+++ Data supplied +++
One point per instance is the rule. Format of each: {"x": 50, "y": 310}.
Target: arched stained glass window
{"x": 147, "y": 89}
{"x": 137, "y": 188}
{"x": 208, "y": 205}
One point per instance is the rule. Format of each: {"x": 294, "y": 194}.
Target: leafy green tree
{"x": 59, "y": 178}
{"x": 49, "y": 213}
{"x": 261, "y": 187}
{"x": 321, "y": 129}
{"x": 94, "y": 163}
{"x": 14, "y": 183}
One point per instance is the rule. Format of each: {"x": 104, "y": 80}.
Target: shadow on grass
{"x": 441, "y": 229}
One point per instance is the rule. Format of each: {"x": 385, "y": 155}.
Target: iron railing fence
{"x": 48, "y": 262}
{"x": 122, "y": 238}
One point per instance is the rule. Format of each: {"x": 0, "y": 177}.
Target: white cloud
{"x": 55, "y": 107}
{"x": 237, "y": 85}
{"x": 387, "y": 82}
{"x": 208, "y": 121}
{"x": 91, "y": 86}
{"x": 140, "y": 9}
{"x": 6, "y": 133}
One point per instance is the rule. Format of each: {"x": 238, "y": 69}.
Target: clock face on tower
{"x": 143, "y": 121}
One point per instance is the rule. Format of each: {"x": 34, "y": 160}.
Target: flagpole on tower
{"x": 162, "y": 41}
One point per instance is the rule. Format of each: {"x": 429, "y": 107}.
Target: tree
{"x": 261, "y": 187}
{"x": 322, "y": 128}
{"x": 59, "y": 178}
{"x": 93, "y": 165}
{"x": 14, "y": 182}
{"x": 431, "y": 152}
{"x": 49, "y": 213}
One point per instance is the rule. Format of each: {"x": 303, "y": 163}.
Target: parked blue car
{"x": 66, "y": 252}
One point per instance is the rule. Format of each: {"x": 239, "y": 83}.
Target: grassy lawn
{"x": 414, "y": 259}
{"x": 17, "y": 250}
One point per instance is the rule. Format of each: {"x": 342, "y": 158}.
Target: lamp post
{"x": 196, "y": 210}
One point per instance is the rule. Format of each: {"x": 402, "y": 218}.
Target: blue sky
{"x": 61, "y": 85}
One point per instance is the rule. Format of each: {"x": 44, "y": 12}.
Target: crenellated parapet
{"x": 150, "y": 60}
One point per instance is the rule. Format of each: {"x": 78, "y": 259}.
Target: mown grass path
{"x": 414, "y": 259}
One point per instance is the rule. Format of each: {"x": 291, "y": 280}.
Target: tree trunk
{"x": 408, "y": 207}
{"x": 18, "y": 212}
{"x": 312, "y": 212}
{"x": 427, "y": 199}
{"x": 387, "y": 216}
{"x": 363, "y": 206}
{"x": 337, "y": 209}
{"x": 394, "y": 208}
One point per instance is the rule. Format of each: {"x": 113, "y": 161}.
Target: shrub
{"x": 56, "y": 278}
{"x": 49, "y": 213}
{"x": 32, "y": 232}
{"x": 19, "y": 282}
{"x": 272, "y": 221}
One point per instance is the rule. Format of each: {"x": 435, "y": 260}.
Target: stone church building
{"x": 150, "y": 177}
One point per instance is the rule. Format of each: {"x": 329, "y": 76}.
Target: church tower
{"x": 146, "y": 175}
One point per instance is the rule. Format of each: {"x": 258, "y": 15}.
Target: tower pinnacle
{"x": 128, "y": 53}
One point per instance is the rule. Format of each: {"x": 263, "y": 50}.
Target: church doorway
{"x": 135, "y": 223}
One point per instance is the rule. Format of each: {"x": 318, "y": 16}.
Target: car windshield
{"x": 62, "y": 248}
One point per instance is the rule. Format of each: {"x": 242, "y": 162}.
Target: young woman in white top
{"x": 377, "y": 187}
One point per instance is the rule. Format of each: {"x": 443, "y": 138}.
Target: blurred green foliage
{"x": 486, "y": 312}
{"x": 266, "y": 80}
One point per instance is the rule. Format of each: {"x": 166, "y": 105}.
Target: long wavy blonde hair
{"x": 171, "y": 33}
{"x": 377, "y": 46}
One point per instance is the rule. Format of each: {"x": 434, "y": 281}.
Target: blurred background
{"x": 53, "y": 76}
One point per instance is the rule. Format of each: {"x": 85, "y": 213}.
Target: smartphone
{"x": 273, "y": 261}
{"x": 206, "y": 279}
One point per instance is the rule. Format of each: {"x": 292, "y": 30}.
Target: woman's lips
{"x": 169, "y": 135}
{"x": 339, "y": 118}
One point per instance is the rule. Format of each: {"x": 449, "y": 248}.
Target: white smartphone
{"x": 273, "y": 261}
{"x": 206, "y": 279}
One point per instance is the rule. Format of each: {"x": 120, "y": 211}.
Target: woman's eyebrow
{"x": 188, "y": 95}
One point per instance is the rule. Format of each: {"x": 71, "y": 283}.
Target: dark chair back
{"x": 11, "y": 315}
+++
Written task » Copy all the records above precisely.

Complete output »
One point per instance is the rule. Format of each: {"x": 50, "y": 310}.
Target: arched stained glass window
{"x": 147, "y": 89}
{"x": 137, "y": 188}
{"x": 208, "y": 205}
One point per instance is the rule. Format of each: {"x": 294, "y": 194}.
Target: leafy green tree
{"x": 59, "y": 178}
{"x": 49, "y": 213}
{"x": 261, "y": 187}
{"x": 321, "y": 129}
{"x": 94, "y": 163}
{"x": 14, "y": 183}
One point per instance is the rule. Format of each: {"x": 104, "y": 80}.
Target: shadow on grass
{"x": 441, "y": 229}
One point per instance is the rule. Format of each: {"x": 385, "y": 155}.
Target: iron railing fence
{"x": 48, "y": 262}
{"x": 122, "y": 238}
One point per instance is the rule. Format of each: {"x": 0, "y": 177}.
Target: white cloud
{"x": 55, "y": 107}
{"x": 237, "y": 85}
{"x": 387, "y": 82}
{"x": 208, "y": 121}
{"x": 91, "y": 86}
{"x": 140, "y": 9}
{"x": 6, "y": 133}
One point per instance is the rule. Format of each: {"x": 238, "y": 69}.
Target: clock face on tower
{"x": 143, "y": 121}
One point per instance is the rule. Format of each: {"x": 34, "y": 160}.
Target: flagpole on tower
{"x": 162, "y": 41}
One point per instance is the rule. Format of each: {"x": 429, "y": 107}.
Target: tree
{"x": 261, "y": 187}
{"x": 322, "y": 128}
{"x": 59, "y": 178}
{"x": 93, "y": 165}
{"x": 14, "y": 182}
{"x": 431, "y": 152}
{"x": 49, "y": 213}
One point per instance is the rule. Format of each: {"x": 303, "y": 163}.
Target: parked blue car
{"x": 66, "y": 252}
One point per instance is the rule. Format of each: {"x": 239, "y": 83}.
Target: grassy lawn
{"x": 414, "y": 259}
{"x": 17, "y": 250}
One point per instance is the rule. Format of each: {"x": 342, "y": 158}.
Target: lamp post
{"x": 196, "y": 210}
One point per instance is the rule. Format of each: {"x": 402, "y": 218}.
Target: blue sky
{"x": 61, "y": 85}
One point per instance is the rule. Format of each: {"x": 44, "y": 12}.
Target: crenellated parapet
{"x": 150, "y": 60}
One point per instance is the rule. Format of each: {"x": 78, "y": 259}.
Target: mown grass path
{"x": 414, "y": 259}
One point per instance is the rule. Format of each: {"x": 291, "y": 280}.
Target: tree trunk
{"x": 408, "y": 207}
{"x": 18, "y": 212}
{"x": 312, "y": 212}
{"x": 427, "y": 199}
{"x": 387, "y": 216}
{"x": 363, "y": 206}
{"x": 337, "y": 209}
{"x": 394, "y": 208}
One point per instance is the rule. Format of each: {"x": 113, "y": 161}.
Target: shrub
{"x": 56, "y": 278}
{"x": 49, "y": 213}
{"x": 32, "y": 232}
{"x": 19, "y": 282}
{"x": 272, "y": 221}
One point per instance is the rule. Format of each: {"x": 435, "y": 260}.
Target: stone church building
{"x": 150, "y": 177}
One point per instance is the rule. Format of each: {"x": 329, "y": 76}.
Target: church tower
{"x": 146, "y": 175}
One point per instance is the rule. Format of each: {"x": 258, "y": 15}.
Target: tower pinnacle
{"x": 128, "y": 53}
One point per instance is the rule. Format of each: {"x": 263, "y": 50}.
Target: church doorway
{"x": 135, "y": 223}
One point per instance is the rule. Format of each: {"x": 318, "y": 16}.
Target: car windshield
{"x": 62, "y": 248}
One point per instance is the rule. Format of each: {"x": 242, "y": 162}.
Target: young woman in white top
{"x": 377, "y": 187}
One point per instance is the rule. Format of each: {"x": 443, "y": 138}.
Target: blurred green foliage
{"x": 486, "y": 312}
{"x": 266, "y": 80}
One point per instance is the rule. Format of each: {"x": 166, "y": 105}.
Target: long wavy blonde hair
{"x": 171, "y": 33}
{"x": 377, "y": 46}
One point per instance is the rule. Format of each: {"x": 434, "y": 281}.
Target: blurred background
{"x": 53, "y": 76}
One point per instance is the rule. Format of each: {"x": 85, "y": 213}.
Target: smartphone
{"x": 273, "y": 261}
{"x": 206, "y": 279}
One point per instance is the rule. Format of each: {"x": 292, "y": 30}.
Target: woman's lips
{"x": 169, "y": 135}
{"x": 339, "y": 118}
One point per instance is the rule. Format of each: {"x": 449, "y": 248}.
Target: white smartphone
{"x": 273, "y": 261}
{"x": 206, "y": 279}
One point per instance is the rule. Format of each: {"x": 120, "y": 211}.
Target: woman's eyebrow
{"x": 188, "y": 95}
One point per instance is the rule. Format of each: {"x": 71, "y": 283}.
Target: dark chair back
{"x": 11, "y": 315}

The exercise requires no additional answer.